Texte fourni:
1760-07-07, de Charles Palissot de Montenoy à Voltaire [François Marie Arouet].

Vous voulez donc absolument, monsieur, être l'écolier des encyclopédistes; mais savez vous qu'ils ont bien assez d'orgueil pour vous prendre au mot?
Oh! vous sentez que je suis trop loin de vouloir jamais penser comme eux, pour vous en croire sur votre parole.

M. Did . . . vous paraît innocent: à la bonne heure, monsieur, je ne m'y oppose pas. C'est pourtant encore une chose dont vous persuaderez difficilement le public. Au reste, je peux dire tout comme vous, je ne le connais point, je ne l'ai jamais vu; mais je dirai ce que vous ne voulez pas dire. Je l'ai lu, je ne l'entends point, je doute qu'il s'entende lui même, & il m'ennuie.

Je n'ai jamais senti questa rabbia della gelosia. Nous courons, messieurs les encyclopédistes & moi, une carrière bien différente. Ils compilent, compilent, compilent. Moi, je fais de petits vers pour m'amuser, & je lis les vôtres pour m'instruire.

Consigne: Prolongez la lettre de Palissot à Voltaire en reprenant juste après sa dernière phrase.

Données fournies:
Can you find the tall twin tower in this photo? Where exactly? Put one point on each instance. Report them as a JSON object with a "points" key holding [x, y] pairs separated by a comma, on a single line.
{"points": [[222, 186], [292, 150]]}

Réponse finale:
Qu'est ce qu'un Abraham Chaumeix, à qui vous faites jouer un si grand rôle, qui donne des mémoires à tant de gens, & qui (dites vous) pourrait bien m'en avoir donnés? Le pauvre diable! Il est bien loin de se soupçonner tant de malice. Hé! quoi, monsieur,

L'insecte insensible enseveli sous l'herbe

ne peut même vous échapper?

Est ce pour m'intéresser que vous me représentez ces pauvres philosophes sub gladio? Est il bien vrai qu'on les persécute? On vous trompe assurément, monsieur. Des gens qui s'appellent eux mêmes les législateurs du monde, les réformateurs de leur siècle, les tuteurs du genre humain, & dont on ne fait que rire, ne feront accroire à personne qu'ils soient persécutés. N'ont ils pas d'ailleurs la ressource de jeter de temps en temps quelques vérités au peuple, pour lui apprendre à respecter les philosophes?

Molière, il est vrai, ne reprocha ni à Cotin, ni à Ménage d'enseigner une morale perverse. C'est qu'ils n'avaient jamais fait de traité de morale; j'avais eu l'honneur de vous le dire.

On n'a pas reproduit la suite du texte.